# START OF Provided entries
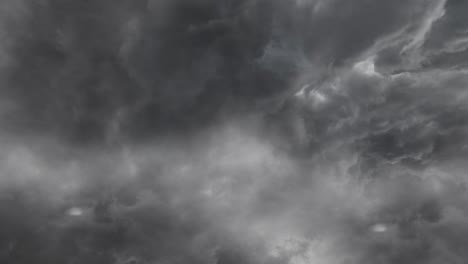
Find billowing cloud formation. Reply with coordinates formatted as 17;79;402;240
0;0;468;264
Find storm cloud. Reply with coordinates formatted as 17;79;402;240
0;0;468;264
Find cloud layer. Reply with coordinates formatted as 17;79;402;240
0;0;468;264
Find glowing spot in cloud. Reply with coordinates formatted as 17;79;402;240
353;57;381;76
371;224;388;233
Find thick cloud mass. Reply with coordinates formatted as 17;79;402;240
0;0;468;264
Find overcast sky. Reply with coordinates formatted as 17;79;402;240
0;0;468;264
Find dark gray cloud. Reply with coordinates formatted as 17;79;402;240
0;0;468;264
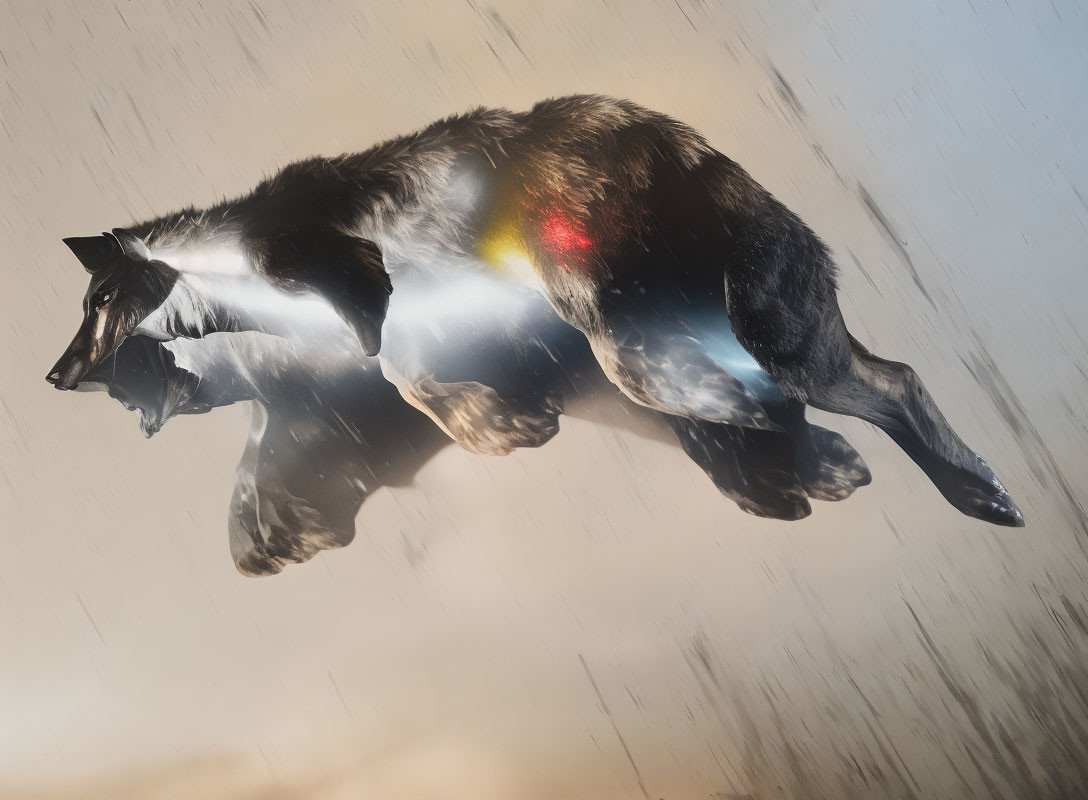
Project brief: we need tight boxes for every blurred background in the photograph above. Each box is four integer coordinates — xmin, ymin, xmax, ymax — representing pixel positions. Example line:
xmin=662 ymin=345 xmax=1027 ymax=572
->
xmin=0 ymin=0 xmax=1088 ymax=800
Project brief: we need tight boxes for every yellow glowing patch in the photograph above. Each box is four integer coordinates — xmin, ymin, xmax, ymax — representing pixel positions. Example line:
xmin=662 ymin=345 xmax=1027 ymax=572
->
xmin=479 ymin=211 xmax=540 ymax=285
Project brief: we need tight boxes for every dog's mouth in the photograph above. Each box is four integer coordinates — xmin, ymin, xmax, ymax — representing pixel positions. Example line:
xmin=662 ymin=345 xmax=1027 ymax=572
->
xmin=77 ymin=334 xmax=208 ymax=439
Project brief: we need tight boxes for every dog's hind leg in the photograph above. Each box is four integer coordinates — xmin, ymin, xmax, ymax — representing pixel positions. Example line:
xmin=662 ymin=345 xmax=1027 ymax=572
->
xmin=588 ymin=318 xmax=778 ymax=430
xmin=766 ymin=398 xmax=873 ymax=501
xmin=666 ymin=415 xmax=812 ymax=520
xmin=738 ymin=296 xmax=1024 ymax=527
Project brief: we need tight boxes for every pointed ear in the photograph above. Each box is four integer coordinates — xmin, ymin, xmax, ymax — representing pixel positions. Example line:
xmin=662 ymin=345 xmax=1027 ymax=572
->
xmin=63 ymin=234 xmax=120 ymax=274
xmin=102 ymin=227 xmax=151 ymax=261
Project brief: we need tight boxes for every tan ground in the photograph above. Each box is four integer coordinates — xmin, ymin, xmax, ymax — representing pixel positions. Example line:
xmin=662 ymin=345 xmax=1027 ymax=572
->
xmin=0 ymin=0 xmax=1088 ymax=800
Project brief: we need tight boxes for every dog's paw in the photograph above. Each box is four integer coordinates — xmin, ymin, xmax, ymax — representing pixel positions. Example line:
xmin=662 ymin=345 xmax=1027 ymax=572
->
xmin=796 ymin=426 xmax=873 ymax=501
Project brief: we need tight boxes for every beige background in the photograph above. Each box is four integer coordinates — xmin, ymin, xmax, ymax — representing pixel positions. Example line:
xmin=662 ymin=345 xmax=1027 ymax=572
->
xmin=0 ymin=0 xmax=1088 ymax=800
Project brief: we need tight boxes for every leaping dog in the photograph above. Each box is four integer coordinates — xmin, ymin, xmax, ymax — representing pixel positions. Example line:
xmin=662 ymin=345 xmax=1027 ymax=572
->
xmin=49 ymin=96 xmax=1024 ymax=526
xmin=72 ymin=281 xmax=869 ymax=575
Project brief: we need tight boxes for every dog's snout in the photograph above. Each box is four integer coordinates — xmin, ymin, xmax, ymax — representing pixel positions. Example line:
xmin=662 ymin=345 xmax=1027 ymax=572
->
xmin=46 ymin=353 xmax=88 ymax=391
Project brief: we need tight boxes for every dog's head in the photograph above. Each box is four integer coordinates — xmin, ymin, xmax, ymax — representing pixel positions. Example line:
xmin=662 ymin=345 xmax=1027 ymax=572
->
xmin=46 ymin=227 xmax=178 ymax=390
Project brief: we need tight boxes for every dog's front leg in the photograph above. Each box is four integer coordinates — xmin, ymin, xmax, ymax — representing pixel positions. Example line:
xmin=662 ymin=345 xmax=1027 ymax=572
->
xmin=380 ymin=346 xmax=562 ymax=455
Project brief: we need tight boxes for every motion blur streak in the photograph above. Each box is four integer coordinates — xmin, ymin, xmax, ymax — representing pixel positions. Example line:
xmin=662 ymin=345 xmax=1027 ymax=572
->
xmin=0 ymin=0 xmax=1088 ymax=800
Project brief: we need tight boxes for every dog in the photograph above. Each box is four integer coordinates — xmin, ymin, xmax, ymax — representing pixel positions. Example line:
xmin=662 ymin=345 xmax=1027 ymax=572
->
xmin=49 ymin=96 xmax=1024 ymax=526
xmin=72 ymin=272 xmax=870 ymax=575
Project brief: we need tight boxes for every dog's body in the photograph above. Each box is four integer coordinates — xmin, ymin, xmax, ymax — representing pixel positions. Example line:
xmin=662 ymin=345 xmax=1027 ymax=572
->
xmin=54 ymin=97 xmax=1023 ymax=525
xmin=81 ymin=276 xmax=869 ymax=575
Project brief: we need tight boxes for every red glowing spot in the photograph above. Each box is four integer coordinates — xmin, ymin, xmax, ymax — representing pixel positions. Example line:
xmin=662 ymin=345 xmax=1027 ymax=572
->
xmin=541 ymin=209 xmax=593 ymax=253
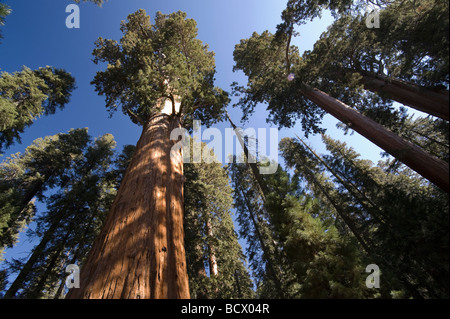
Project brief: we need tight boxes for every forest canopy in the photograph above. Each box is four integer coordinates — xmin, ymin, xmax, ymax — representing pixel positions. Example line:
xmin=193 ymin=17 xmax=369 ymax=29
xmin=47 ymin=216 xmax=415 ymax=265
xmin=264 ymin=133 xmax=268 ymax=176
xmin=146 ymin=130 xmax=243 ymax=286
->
xmin=0 ymin=0 xmax=449 ymax=299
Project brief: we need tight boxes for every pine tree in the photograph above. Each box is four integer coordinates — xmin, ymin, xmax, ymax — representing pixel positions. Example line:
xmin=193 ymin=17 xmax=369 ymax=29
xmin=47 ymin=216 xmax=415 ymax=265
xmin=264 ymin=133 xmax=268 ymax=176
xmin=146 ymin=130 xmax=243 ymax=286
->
xmin=5 ymin=134 xmax=115 ymax=299
xmin=74 ymin=0 xmax=107 ymax=7
xmin=184 ymin=144 xmax=253 ymax=299
xmin=0 ymin=3 xmax=11 ymax=39
xmin=0 ymin=66 xmax=75 ymax=151
xmin=230 ymin=163 xmax=289 ymax=298
xmin=0 ymin=129 xmax=89 ymax=260
xmin=68 ymin=10 xmax=228 ymax=299
xmin=234 ymin=31 xmax=449 ymax=191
# END OF Provided entries
**Aim:**
Write out all the items again, swapping every "photograph" for "image" and keeping everything else the same. Leave the pictures out.

**Response to this task:**
Find billowing cloud formation. Reply with coordinates formatted as 17;79;402;240
0;0;468;264
Find storm cloud. Reply with coordinates formatted as 17;79;402;240
0;0;468;264
Find cloud layer. Reply with coordinates formatted as 17;79;402;240
0;0;468;264
Find glowing spot in cloud. Reply with coordinates formatted as 17;79;402;240
353;57;381;76
371;224;388;233
Find thick cloud mass. Reply with coordinates formatted as 17;79;402;240
0;0;468;264
Find overcast sky. Reply with coordinates formatted as 17;79;402;240
0;0;468;264
Find dark gray cloud. Reply with coordinates formatted as 17;79;402;240
0;0;468;264
Project brief: we need tight boxes for every blurred background in the image above. Each box is four integer coordinates — xmin, ymin, xmax, ymax — representing pixel positions. Example line:
xmin=662 ymin=345 xmax=1027 ymax=572
->
xmin=0 ymin=0 xmax=1088 ymax=800
Project brief: we need tight boxes for every yellow glowing patch in the image above. Each box is four integer coordinates — xmin, ymin, xmax, ymax — representing pixel positions. Example line:
xmin=662 ymin=345 xmax=1027 ymax=572
->
xmin=479 ymin=211 xmax=540 ymax=285
Project brief: we need tight boxes for every dog's mouth in the image above. Each box is four integer coordinates — xmin, ymin, xmax, ymax — representing pixel positions. Example line:
xmin=662 ymin=345 xmax=1027 ymax=572
->
xmin=77 ymin=334 xmax=208 ymax=439
Project brief: we need tight boxes for every dog's hind leg in the image above. Each box is four integer coordinates — xmin, ymin, xmax, ymax — representing pixel positions. Example line:
xmin=662 ymin=345 xmax=1027 ymax=572
->
xmin=588 ymin=318 xmax=778 ymax=430
xmin=766 ymin=398 xmax=873 ymax=501
xmin=666 ymin=415 xmax=812 ymax=520
xmin=738 ymin=296 xmax=1024 ymax=527
Project brief: we need tight boxes for every pointed ear in the image above. Each box is four integer coordinates — xmin, ymin, xmax, ymax — representing pixel positions. Example line:
xmin=662 ymin=345 xmax=1027 ymax=572
->
xmin=63 ymin=234 xmax=120 ymax=274
xmin=102 ymin=227 xmax=151 ymax=261
Project brief: we need tight boxes for every tan ground in the image above. Each box is four integer coordinates — xmin, ymin, xmax, ymax — representing pixel positions. Example line:
xmin=662 ymin=345 xmax=1027 ymax=572
->
xmin=0 ymin=0 xmax=1088 ymax=800
Project brief: we need tight boxes for every dog's paw in the image above. Each box is four integer coordinates — xmin, ymin, xmax, ymax — representing pixel positions. Example line:
xmin=662 ymin=345 xmax=1027 ymax=572
->
xmin=796 ymin=426 xmax=873 ymax=501
Project brief: we need tight boxes for every beige background in the image above. Each box is four integer coordinates — xmin, ymin, xmax, ymax — representing pixel positions. Example line:
xmin=662 ymin=345 xmax=1027 ymax=572
->
xmin=0 ymin=0 xmax=1088 ymax=800
Project brief: we need tight boxes for every leaping dog in the image above. Each box is four integer coordinates — xmin, ymin, xmax, ymax — representing pixel positions. Example line:
xmin=662 ymin=345 xmax=1027 ymax=572
->
xmin=49 ymin=96 xmax=1024 ymax=526
xmin=72 ymin=281 xmax=869 ymax=575
Project brief: we need tight boxes for every dog's snout in the image above. Each box is four integer coordinates — xmin, ymin, xmax, ymax — representing pixel positions. Example line:
xmin=662 ymin=345 xmax=1027 ymax=572
->
xmin=46 ymin=353 xmax=88 ymax=391
Project brief: we need tight boxes for every dog's head in the image above. Each box is four integer coordinates — xmin, ymin, xmax, ymax — representing pixel positions. Example line:
xmin=662 ymin=345 xmax=1027 ymax=572
->
xmin=46 ymin=227 xmax=178 ymax=390
Project brief: we need tight boxes for every dog's front leg in the image above. Each box is four integer coordinates — xmin, ymin, xmax, ymax — representing pixel positions. Example line:
xmin=662 ymin=345 xmax=1027 ymax=572
->
xmin=380 ymin=346 xmax=562 ymax=455
Project brief: we need tight boxes for every motion blur streak in the image above. Each box is four integer coordinates — xmin, ymin, xmax, ymax — representing pixel positions. Example line:
xmin=662 ymin=345 xmax=1027 ymax=572
->
xmin=0 ymin=0 xmax=1088 ymax=800
Project brief: we need tight boxes for every dog in the image above. Each box is four integer coordinates — xmin, ymin, xmax, ymax — representing pixel positions. Example line:
xmin=662 ymin=345 xmax=1027 ymax=572
->
xmin=49 ymin=96 xmax=1024 ymax=526
xmin=72 ymin=272 xmax=870 ymax=575
Project brief: we need tight boxes for every dog's body in the image above. Each box is four integer coordinates — xmin, ymin, xmax, ymax — representing pixel positions. Example line:
xmin=662 ymin=345 xmax=1027 ymax=572
->
xmin=54 ymin=97 xmax=1023 ymax=525
xmin=81 ymin=276 xmax=869 ymax=575
Project brief: we need tight boxes for every red glowing spot in the image above. Each box is four integer coordinates — xmin, ymin, xmax, ymax — representing pixel positions. Example line:
xmin=662 ymin=345 xmax=1027 ymax=572
->
xmin=541 ymin=209 xmax=593 ymax=253
Project brief: we need tight boxes for every forest canopy in the image above. Each box is four integer coordinates — xmin, ymin, xmax, ymax — representing pixel positions. Example line:
xmin=193 ymin=17 xmax=369 ymax=29
xmin=47 ymin=216 xmax=415 ymax=265
xmin=264 ymin=133 xmax=268 ymax=176
xmin=146 ymin=130 xmax=243 ymax=286
->
xmin=0 ymin=0 xmax=449 ymax=299
Project brief: we need tight boxes for every pine tree in the image above. Each box is four integer coordinates — xmin, ymin, xmax, ymax — representing pixel positions. Example line:
xmin=193 ymin=17 xmax=369 ymax=29
xmin=47 ymin=216 xmax=415 ymax=265
xmin=264 ymin=133 xmax=268 ymax=176
xmin=146 ymin=130 xmax=243 ymax=286
->
xmin=5 ymin=134 xmax=115 ymax=299
xmin=74 ymin=0 xmax=107 ymax=7
xmin=184 ymin=144 xmax=253 ymax=299
xmin=0 ymin=3 xmax=11 ymax=39
xmin=0 ymin=66 xmax=75 ymax=151
xmin=230 ymin=163 xmax=289 ymax=298
xmin=0 ymin=129 xmax=89 ymax=260
xmin=68 ymin=10 xmax=228 ymax=299
xmin=234 ymin=31 xmax=449 ymax=191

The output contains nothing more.